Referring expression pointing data
**********

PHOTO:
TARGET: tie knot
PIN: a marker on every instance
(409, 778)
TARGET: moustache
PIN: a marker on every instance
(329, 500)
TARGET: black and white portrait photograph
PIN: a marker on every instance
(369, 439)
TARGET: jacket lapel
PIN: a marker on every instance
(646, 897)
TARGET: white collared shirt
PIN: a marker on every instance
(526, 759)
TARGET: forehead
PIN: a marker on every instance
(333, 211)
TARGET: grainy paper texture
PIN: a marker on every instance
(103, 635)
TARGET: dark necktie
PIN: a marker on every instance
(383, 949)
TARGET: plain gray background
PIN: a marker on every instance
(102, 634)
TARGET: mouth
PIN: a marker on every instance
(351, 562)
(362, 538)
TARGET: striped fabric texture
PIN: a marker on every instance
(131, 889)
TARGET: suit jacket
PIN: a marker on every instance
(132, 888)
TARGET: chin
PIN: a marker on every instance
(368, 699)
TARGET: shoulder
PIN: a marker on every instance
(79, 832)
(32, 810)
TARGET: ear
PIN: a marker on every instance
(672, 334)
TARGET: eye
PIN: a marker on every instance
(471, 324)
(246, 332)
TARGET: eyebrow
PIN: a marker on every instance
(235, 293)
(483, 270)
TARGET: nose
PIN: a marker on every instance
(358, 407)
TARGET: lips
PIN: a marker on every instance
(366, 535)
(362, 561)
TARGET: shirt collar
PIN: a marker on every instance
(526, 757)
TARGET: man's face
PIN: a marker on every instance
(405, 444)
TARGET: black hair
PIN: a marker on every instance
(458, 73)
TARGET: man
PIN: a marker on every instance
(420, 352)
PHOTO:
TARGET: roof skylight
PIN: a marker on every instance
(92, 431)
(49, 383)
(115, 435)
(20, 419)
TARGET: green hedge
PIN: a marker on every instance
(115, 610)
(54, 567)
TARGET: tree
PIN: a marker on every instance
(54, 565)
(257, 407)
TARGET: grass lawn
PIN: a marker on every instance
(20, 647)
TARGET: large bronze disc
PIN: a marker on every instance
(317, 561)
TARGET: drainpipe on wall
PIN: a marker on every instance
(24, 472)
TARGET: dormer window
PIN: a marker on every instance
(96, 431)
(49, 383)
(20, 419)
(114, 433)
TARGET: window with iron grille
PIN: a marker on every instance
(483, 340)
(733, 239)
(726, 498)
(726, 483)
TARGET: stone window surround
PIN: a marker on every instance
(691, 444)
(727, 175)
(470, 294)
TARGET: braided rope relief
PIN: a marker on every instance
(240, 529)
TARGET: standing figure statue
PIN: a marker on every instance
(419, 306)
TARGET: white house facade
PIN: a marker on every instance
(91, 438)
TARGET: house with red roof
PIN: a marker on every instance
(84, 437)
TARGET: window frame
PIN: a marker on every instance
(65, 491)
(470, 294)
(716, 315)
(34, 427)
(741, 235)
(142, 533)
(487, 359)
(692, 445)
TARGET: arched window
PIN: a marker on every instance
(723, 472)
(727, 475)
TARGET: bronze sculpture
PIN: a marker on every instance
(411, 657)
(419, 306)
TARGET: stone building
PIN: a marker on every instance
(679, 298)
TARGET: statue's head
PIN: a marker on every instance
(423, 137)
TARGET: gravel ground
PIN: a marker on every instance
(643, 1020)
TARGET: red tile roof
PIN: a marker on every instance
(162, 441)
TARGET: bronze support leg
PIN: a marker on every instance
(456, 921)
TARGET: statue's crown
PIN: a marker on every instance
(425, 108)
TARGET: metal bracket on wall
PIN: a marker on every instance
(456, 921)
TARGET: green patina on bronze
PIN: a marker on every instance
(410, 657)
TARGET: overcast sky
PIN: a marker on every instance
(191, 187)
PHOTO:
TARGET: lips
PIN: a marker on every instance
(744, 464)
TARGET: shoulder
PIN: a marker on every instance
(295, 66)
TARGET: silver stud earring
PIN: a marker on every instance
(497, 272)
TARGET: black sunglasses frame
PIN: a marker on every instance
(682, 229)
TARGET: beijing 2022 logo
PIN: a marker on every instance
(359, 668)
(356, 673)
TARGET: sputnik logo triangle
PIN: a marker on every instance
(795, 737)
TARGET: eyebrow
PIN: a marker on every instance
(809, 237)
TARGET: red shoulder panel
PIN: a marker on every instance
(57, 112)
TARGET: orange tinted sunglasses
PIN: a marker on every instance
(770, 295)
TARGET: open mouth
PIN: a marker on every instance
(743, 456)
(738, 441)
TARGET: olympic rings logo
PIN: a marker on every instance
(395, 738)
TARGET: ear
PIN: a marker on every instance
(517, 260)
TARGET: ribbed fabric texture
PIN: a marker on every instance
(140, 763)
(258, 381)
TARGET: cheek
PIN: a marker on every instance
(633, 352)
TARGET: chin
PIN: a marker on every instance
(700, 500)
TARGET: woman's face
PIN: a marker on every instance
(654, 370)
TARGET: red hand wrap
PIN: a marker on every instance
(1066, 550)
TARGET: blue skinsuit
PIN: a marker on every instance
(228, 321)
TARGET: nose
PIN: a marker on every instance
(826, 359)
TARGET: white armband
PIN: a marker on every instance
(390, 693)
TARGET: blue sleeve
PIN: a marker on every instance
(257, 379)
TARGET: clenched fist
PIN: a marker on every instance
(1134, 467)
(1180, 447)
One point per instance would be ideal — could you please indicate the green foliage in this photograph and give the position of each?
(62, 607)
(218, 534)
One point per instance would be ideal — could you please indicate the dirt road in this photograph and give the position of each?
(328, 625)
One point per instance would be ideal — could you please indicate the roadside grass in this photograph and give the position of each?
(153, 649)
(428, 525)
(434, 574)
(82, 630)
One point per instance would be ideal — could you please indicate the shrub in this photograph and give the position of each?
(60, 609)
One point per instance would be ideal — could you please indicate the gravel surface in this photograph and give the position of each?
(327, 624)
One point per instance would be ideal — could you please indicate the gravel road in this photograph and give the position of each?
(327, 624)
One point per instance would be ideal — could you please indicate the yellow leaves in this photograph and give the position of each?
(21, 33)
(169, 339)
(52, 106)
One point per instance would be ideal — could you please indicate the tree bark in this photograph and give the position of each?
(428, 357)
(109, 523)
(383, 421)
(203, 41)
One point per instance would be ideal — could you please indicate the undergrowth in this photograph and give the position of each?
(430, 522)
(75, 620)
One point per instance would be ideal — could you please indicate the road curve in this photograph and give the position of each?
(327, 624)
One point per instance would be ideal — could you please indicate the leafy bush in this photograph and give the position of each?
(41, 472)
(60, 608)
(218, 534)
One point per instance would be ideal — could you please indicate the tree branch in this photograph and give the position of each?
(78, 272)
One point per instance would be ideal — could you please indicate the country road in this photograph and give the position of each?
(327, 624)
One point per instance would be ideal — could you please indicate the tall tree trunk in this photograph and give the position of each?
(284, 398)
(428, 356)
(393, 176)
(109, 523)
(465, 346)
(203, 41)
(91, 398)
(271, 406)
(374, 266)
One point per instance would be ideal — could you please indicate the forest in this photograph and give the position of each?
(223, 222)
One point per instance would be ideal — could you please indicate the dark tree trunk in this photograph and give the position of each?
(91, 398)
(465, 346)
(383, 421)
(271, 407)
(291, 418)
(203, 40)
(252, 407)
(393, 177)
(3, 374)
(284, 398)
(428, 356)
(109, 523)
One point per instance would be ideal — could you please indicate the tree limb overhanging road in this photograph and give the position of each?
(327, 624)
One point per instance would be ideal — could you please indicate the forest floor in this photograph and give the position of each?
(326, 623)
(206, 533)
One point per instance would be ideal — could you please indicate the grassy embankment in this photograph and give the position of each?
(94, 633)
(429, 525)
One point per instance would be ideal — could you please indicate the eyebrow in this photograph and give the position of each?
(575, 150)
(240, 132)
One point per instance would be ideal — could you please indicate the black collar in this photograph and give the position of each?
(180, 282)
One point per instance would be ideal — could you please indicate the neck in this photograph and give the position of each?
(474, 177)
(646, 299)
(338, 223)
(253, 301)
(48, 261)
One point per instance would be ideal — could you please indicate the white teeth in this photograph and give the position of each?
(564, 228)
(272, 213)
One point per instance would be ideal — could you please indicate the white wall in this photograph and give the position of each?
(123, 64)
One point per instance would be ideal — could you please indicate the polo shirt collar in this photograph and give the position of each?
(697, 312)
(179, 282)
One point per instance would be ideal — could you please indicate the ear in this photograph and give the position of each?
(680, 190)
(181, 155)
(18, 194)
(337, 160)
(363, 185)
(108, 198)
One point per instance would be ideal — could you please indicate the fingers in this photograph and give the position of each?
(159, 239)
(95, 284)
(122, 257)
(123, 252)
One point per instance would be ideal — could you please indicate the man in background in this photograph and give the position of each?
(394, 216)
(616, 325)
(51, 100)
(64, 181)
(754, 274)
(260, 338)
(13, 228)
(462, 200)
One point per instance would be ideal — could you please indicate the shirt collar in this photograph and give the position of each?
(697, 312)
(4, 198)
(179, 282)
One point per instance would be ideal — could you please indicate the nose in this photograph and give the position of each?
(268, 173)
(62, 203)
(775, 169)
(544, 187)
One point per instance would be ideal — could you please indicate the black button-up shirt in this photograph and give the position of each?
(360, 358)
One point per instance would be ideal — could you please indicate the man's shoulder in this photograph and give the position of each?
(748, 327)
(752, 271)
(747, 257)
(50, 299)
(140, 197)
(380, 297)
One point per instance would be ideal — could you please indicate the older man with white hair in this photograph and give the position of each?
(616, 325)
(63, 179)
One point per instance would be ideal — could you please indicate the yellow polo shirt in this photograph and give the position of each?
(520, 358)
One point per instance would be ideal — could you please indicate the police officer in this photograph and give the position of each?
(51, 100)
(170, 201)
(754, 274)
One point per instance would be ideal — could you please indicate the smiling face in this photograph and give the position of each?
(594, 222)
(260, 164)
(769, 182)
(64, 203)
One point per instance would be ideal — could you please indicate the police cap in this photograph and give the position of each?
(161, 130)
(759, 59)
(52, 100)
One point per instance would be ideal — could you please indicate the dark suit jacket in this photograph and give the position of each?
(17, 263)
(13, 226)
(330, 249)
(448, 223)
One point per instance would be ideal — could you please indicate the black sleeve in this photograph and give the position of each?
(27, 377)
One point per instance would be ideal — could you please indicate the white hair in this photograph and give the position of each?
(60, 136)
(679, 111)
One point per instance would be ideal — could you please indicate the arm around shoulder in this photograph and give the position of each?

**********

Task details:
When you reach the line that contains "TARGET: dark necktie", stop; output it and every line before it from the start of the data, exactly as written.

Output of the task:
PHOTO:
TARGET: tie knot
PIN: a marker on every instance
(409, 778)
TARGET: moustache
PIN: a marker on every instance
(329, 500)
TARGET: black and white portrait photograph
PIN: a marker on every instance
(369, 439)
TARGET: jacket lapel
PIN: a marker on every instance
(646, 897)
TARGET: white collared shirt
PIN: a marker on every instance
(526, 759)
TARGET: forehead
PIN: a marker on every instance
(333, 211)
TARGET: grainy paper texture
PIN: a marker on every instance
(103, 635)
TARGET: dark necktie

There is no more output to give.